### Directions for this task:
Search the material below for the word "marker". Copy every line where it is found.

Available records Block Start

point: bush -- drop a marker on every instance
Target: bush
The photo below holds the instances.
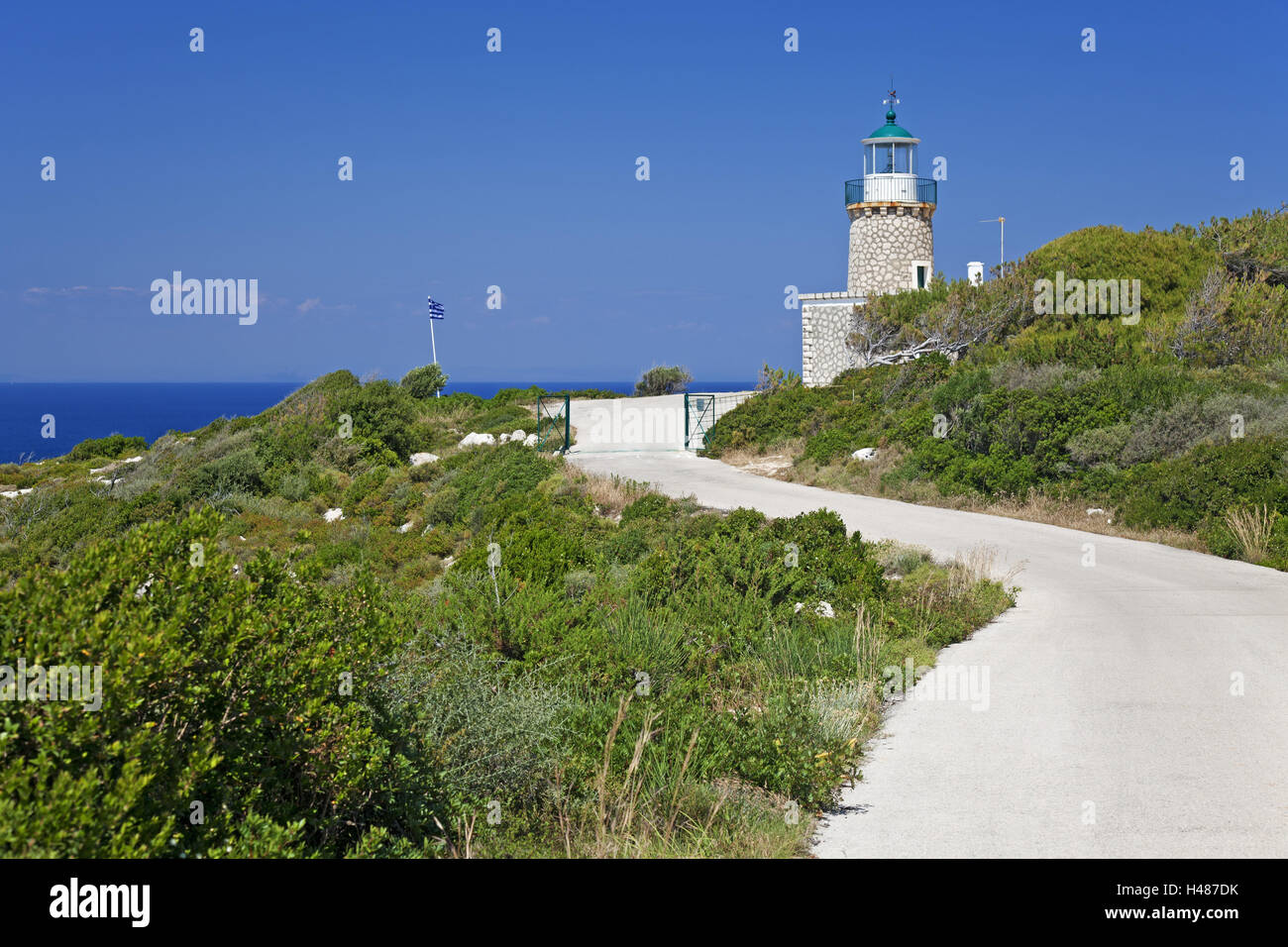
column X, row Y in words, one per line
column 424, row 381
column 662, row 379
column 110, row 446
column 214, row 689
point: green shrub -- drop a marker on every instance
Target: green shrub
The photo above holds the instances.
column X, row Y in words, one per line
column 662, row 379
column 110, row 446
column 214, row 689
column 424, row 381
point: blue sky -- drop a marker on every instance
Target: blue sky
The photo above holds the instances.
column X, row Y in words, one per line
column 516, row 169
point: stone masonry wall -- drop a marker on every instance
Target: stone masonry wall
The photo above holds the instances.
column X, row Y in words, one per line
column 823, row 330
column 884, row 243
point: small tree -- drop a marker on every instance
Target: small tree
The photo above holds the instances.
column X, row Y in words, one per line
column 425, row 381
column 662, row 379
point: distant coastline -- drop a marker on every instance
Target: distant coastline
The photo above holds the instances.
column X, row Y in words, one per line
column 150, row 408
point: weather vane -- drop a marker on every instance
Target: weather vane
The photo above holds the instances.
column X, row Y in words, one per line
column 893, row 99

Available records Block End

### Your response:
point: bush -- drop a marker on every instance
point: green shrub -- drop a marker on every instance
point: blue sky -- drop a marker on every instance
point: stone masonry wall -- drop a marker on every instance
point: small tree -- drop a marker on every instance
point: distant coastline -- drop a marker on every instance
point: weather vane -- drop a marker on every instance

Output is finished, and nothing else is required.